What is required:
Please set down all of the data below verbatim.
━━━━━━
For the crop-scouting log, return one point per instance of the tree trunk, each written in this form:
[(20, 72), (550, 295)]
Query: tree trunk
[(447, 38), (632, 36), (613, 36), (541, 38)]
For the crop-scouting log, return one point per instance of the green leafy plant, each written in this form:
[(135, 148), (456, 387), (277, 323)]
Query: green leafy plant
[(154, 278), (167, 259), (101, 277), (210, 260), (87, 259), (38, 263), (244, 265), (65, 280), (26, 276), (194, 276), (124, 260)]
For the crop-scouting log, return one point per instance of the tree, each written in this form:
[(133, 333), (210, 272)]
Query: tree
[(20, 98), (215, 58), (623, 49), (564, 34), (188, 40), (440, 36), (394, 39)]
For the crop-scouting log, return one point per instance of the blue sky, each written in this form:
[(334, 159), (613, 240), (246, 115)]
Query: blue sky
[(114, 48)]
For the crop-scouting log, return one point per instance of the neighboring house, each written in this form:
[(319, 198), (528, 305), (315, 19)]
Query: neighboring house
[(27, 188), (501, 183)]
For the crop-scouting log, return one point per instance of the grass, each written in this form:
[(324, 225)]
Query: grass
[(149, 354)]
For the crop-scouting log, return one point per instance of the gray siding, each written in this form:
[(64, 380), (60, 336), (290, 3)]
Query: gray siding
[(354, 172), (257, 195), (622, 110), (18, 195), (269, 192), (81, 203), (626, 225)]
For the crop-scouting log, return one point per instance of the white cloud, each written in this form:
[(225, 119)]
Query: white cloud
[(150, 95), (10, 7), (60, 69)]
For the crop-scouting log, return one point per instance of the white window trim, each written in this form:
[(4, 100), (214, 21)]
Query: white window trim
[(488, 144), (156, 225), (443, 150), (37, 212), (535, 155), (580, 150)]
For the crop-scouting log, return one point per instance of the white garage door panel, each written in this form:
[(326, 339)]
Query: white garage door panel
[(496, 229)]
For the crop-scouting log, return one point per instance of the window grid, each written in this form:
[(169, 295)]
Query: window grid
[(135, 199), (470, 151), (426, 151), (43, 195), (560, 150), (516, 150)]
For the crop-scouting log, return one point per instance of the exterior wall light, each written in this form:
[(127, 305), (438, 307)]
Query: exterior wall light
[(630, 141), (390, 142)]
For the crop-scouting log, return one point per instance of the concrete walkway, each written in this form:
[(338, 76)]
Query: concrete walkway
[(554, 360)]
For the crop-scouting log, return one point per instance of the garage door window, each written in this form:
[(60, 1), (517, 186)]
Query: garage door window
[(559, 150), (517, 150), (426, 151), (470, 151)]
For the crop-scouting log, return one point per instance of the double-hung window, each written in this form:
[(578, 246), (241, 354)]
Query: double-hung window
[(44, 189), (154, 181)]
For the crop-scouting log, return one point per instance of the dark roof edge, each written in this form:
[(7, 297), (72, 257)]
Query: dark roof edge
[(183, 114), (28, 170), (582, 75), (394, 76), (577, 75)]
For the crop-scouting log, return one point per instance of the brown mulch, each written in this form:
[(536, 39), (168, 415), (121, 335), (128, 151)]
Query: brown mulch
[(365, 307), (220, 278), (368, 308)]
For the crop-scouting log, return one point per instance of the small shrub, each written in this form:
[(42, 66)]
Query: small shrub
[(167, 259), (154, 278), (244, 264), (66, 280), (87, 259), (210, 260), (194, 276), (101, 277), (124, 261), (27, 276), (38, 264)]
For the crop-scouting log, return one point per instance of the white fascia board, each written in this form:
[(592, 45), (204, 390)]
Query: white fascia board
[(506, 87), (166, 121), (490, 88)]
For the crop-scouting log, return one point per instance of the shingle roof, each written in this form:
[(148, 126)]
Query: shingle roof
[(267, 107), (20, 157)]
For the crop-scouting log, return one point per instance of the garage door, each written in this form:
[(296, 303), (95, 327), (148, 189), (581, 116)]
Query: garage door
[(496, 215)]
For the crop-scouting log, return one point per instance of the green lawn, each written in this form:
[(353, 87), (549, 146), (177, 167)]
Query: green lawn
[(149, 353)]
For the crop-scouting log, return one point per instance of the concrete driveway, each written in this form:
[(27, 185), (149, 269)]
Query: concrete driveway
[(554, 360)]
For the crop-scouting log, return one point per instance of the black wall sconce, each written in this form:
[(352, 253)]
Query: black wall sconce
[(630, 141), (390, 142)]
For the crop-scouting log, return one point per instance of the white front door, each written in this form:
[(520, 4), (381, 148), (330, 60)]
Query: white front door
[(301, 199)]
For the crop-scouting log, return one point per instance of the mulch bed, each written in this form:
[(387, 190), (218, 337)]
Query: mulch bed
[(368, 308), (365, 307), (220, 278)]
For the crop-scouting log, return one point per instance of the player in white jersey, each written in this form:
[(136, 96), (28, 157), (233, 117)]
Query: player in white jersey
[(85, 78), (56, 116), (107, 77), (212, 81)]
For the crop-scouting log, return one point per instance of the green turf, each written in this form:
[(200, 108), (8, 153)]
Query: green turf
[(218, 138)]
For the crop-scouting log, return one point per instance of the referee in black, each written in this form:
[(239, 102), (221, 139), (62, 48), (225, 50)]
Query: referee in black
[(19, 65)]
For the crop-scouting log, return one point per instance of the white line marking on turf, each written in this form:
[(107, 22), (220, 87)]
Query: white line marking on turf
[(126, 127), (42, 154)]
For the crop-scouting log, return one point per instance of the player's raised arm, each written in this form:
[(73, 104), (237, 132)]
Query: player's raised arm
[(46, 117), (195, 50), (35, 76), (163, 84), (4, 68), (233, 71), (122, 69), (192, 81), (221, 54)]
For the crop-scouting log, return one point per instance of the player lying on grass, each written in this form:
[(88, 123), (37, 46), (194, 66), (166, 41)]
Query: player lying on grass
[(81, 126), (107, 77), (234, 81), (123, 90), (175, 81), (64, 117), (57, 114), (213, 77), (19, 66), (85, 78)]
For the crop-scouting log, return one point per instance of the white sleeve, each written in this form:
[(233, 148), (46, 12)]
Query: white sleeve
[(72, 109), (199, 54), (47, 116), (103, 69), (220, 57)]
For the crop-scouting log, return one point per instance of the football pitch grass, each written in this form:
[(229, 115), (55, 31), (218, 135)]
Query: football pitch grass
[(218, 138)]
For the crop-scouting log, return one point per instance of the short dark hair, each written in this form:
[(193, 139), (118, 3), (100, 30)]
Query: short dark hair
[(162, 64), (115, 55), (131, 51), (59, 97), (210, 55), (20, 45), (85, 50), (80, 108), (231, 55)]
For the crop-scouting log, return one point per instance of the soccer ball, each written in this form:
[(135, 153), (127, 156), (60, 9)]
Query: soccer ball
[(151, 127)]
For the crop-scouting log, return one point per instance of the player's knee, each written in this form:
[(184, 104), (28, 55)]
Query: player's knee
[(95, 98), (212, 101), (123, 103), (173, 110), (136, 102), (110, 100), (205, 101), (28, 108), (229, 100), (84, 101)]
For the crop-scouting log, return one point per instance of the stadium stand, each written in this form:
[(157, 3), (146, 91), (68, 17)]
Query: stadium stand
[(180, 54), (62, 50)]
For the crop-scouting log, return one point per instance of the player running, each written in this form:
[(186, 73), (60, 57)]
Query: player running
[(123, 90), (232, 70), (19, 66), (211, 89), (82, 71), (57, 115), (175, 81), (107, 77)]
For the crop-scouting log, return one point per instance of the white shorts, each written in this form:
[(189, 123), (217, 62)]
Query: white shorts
━━━━━━
Answer to the problem:
For the crop-scouting log, return one point per instance of the tree trunk, each written in this form:
[(20, 72), (550, 295)]
Query: tree trunk
[(447, 38), (632, 36), (613, 36), (541, 38)]
For the crop-scouting log, return one point per instance of the green leafy plant, each written in this form:
[(135, 148), (456, 387), (277, 323)]
Query: green leafy plant
[(154, 278), (167, 259), (101, 277), (210, 260), (87, 259), (38, 263), (244, 265), (65, 280), (26, 276), (194, 276), (124, 260)]
For the crop-scouting log, return one point per instance of the tree, each written in this form:
[(133, 333), (210, 272)]
Query: tree
[(20, 98), (215, 58), (623, 49), (564, 34), (188, 40), (440, 36), (394, 39)]
For the crop-scouting log, return one point per instance of the blue sky, each written in this form:
[(334, 159), (613, 240), (246, 115)]
Query: blue sky
[(114, 48)]
For the crop-scouting log, return one point per instance of the neighboring house, each written in this form:
[(319, 198), (528, 305), (315, 19)]
Query: neighboring house
[(27, 188), (501, 183)]
For the crop-scouting log, return one point per instance of the grass, each written in this form:
[(324, 225)]
Query: grass
[(149, 354)]
For the crop-scouting log, return one point per instance of the gray siding, each written in this form:
[(64, 380), (60, 336), (290, 3)]
Query: gray siding
[(354, 172), (257, 195), (622, 110), (18, 195), (269, 192), (81, 203), (626, 225)]
For the crop-scouting log, return one point per instance of the white cloud, each written in this form:
[(225, 119)]
Query: white cloud
[(150, 95), (10, 7), (60, 69)]
For the crop-scouting log, return one point per instance of the white window trim, each written in this form:
[(4, 100), (214, 21)]
Query: white window trim
[(488, 144), (156, 225), (443, 150), (37, 212), (535, 155), (580, 150)]
For the crop-scouting log, return one point per instance of the white garage door panel, each written in this form:
[(326, 339)]
Query: white garage door panel
[(496, 229)]
For the crop-scouting log, return one point per instance of the window grid, each written in this form:
[(169, 295)]
Query: window grid
[(135, 199), (470, 151), (426, 151), (43, 195), (560, 150), (516, 150)]
For the crop-scouting log, return one point per instance of the exterior wall light, each written in this form:
[(127, 305), (438, 307)]
Query: exterior wall light
[(630, 141), (390, 142)]
For the crop-scouting log, return one point per instance of the concrete walkway, each written in this form:
[(338, 76)]
Query: concrete walkway
[(554, 360)]
For the crop-scouting log, return one point per instance of the garage door window, each written in this form:
[(60, 1), (517, 186)]
Query: garage door window
[(559, 150), (517, 150), (426, 151), (470, 151)]
For the crop-scouting log, return one point per instance of the double-hung window, each written in this form:
[(578, 246), (241, 354)]
Query: double-hung window
[(44, 189), (154, 181)]
For the crop-scouting log, return one point per instance of the dark roof edge, each written in this form:
[(7, 297), (72, 257)]
Query: dark roof edge
[(183, 114), (28, 170), (582, 75), (394, 76), (577, 75)]
For the crop-scouting log, return one point per instance of the brown mulch, each written in this form:
[(536, 39), (168, 415), (121, 335), (128, 151)]
Query: brown mulch
[(365, 307), (220, 278), (368, 308)]
For the crop-scouting log, return one point per instance of the small shrub, each written in this form:
[(42, 66)]
Query: small shrub
[(167, 259), (154, 278), (244, 264), (66, 280), (87, 259), (210, 260), (194, 276), (101, 277), (124, 261), (27, 276), (38, 264)]
For the crop-scouting log, return one point per instance of the white fascia board, each written in this form:
[(592, 45), (204, 390)]
Query: white fascia board
[(506, 87), (166, 121), (490, 88)]
For the crop-scouting log, return one point per instance of the shingle roof, each written in this form:
[(148, 126)]
Query: shingle roof
[(267, 107), (20, 157)]
For the crop-scouting log, return one point per instance of the garage door, each written in this form:
[(296, 303), (95, 327), (148, 189), (581, 116)]
Query: garage door
[(496, 215)]
For the crop-scouting log, return one point per instance of the green lawn, each written in this form:
[(353, 87), (549, 146), (177, 167)]
Query: green lawn
[(149, 353)]
For the crop-scouting log, return one point per instance of the concrete driveway, each written in this form:
[(27, 185), (149, 269)]
Query: concrete driveway
[(554, 360)]
For the crop-scouting log, return one point per instance of the black wall sconce, each written in this form:
[(352, 253)]
Query: black wall sconce
[(630, 141), (390, 142)]
For the crop-scouting log, return one point per instance of the white front door, each written in this form:
[(520, 4), (381, 148), (330, 60)]
Query: white front door
[(301, 199)]
For the crop-scouting log, return one point per instance of the mulch bed, each written in this form:
[(387, 190), (218, 337)]
Query: mulch bed
[(368, 308), (365, 307), (220, 278)]
For the crop-scouting log, return one point per instance of the player in white jersey, each written in this form:
[(136, 96), (28, 157), (233, 117)]
Query: player in white jersey
[(85, 78), (56, 116), (107, 77), (212, 81)]
For the crop-scouting log, return one point per instance of the green turf, each written in this form:
[(200, 108), (8, 153)]
Query: green turf
[(218, 138)]
For the crop-scouting log, return one point per instance of the referee in black, each written in this form:
[(239, 102), (221, 139), (62, 48), (225, 50)]
Query: referee in black
[(19, 65)]
For the crop-scouting log, return one point per instance of the white line marking on turf, each written in this form:
[(107, 22), (220, 87)]
Query: white line marking on turf
[(126, 127), (42, 154)]
For the crop-scouting log, return one point per instance of the player's raised arm, each written in this form:
[(73, 104), (237, 132)]
Query: player's raised arm
[(46, 117), (195, 50), (35, 76), (163, 84), (4, 68), (233, 71), (122, 69), (192, 81), (221, 54)]
For the crop-scouting log, return one point per instance of the player lying on grass, each written in this form:
[(88, 123), (37, 46), (194, 66), (166, 41)]
Query: player lying on grass
[(81, 126), (107, 77), (234, 81), (123, 90), (175, 81), (64, 117), (57, 114), (213, 77), (19, 66), (85, 78)]
For the crop-scouting log, return one point per instance of the white sleeve, each written in this form:
[(233, 148), (46, 12)]
Query: white sleeve
[(72, 109), (199, 54), (47, 116), (103, 69), (220, 57)]
For the crop-scouting log, return one point per instance of the football pitch grass, each written in this form:
[(229, 115), (55, 31), (218, 135)]
Query: football pitch grass
[(218, 138)]
For the crop-scouting log, return one point per instance of the short dark hair, each written in this form:
[(193, 139), (118, 3), (100, 30)]
Query: short dark hair
[(162, 64), (115, 55), (131, 51), (59, 97), (210, 55), (20, 45), (85, 50), (80, 108), (231, 55)]
For the crop-scouting log, return one point per instance of the soccer ball, each written in this form:
[(135, 153), (127, 156), (60, 9)]
Query: soccer ball
[(151, 127)]
For the crop-scouting log, return one point per instance of the player's knee, each written in this form:
[(184, 104), (28, 55)]
Query: player's knee
[(95, 98), (212, 101), (123, 103), (173, 110), (136, 102), (110, 100), (205, 101), (28, 108), (229, 100), (84, 101)]
For the crop-scouting log, return one point per instance of the stadium stand, each written in this form:
[(157, 3), (146, 91), (68, 17)]
Query: stadium stand
[(180, 54), (62, 50)]
For the crop-scouting log, return one point per instance of the player running, each written in this form:
[(186, 73), (60, 57)]
Query: player running
[(123, 90), (232, 70), (19, 66), (211, 89), (82, 71), (57, 115), (175, 81), (107, 77)]
For the crop-scouting log, return one point per instance of the white shorts, each written in this form:
[(189, 123), (217, 62)]
Query: white shorts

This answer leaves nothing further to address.